### Written task
Copy the lines word for word, from the first one through the line containing "column 788, row 535", both included.

### Exercise inputs
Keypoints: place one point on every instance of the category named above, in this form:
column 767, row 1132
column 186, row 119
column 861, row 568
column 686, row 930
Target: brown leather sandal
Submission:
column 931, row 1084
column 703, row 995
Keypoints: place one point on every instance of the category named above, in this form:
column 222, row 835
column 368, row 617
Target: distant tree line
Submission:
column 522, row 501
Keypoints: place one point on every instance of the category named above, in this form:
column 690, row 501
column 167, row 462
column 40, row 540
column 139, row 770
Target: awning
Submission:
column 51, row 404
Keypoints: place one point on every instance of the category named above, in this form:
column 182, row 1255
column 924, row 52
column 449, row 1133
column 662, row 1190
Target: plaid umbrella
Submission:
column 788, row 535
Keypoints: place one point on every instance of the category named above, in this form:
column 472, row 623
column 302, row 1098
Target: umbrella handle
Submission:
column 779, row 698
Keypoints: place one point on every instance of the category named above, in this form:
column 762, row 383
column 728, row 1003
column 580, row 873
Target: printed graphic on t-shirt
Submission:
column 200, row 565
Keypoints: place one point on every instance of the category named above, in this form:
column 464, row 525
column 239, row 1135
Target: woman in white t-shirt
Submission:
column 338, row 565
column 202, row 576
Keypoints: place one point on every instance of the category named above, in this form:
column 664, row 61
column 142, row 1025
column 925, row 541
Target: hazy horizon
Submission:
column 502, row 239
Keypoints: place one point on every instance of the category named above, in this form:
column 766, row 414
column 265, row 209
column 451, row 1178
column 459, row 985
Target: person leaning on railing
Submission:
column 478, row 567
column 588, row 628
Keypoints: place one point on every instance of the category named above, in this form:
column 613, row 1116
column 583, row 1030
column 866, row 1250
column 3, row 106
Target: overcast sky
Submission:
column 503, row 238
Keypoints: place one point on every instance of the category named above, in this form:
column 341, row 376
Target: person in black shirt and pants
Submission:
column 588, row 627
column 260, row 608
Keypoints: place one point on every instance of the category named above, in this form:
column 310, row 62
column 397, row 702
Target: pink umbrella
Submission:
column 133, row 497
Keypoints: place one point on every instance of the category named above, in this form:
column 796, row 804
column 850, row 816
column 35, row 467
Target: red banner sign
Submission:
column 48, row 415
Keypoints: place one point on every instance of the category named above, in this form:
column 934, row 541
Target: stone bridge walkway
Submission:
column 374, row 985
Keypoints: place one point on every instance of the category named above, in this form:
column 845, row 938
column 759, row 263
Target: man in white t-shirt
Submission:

### Response to this exercise
Keypoints: place one point on every instance of the category named above, in this form:
column 767, row 1132
column 186, row 119
column 861, row 568
column 686, row 930
Target: brown leather sandal
Submission:
column 931, row 1084
column 703, row 995
Keypoints: place one point on every instance of the category named above, in this form:
column 222, row 835
column 368, row 617
Target: distant tree line
Submission:
column 522, row 501
Keypoints: place one point on every instance of the category named above, in this form:
column 690, row 501
column 167, row 462
column 40, row 540
column 139, row 770
Target: awning
Submission:
column 51, row 404
Keypoints: place one point on every instance of the category named above, in this form:
column 182, row 1255
column 924, row 52
column 449, row 1133
column 662, row 1190
Target: plaid umbrella
Submission:
column 788, row 535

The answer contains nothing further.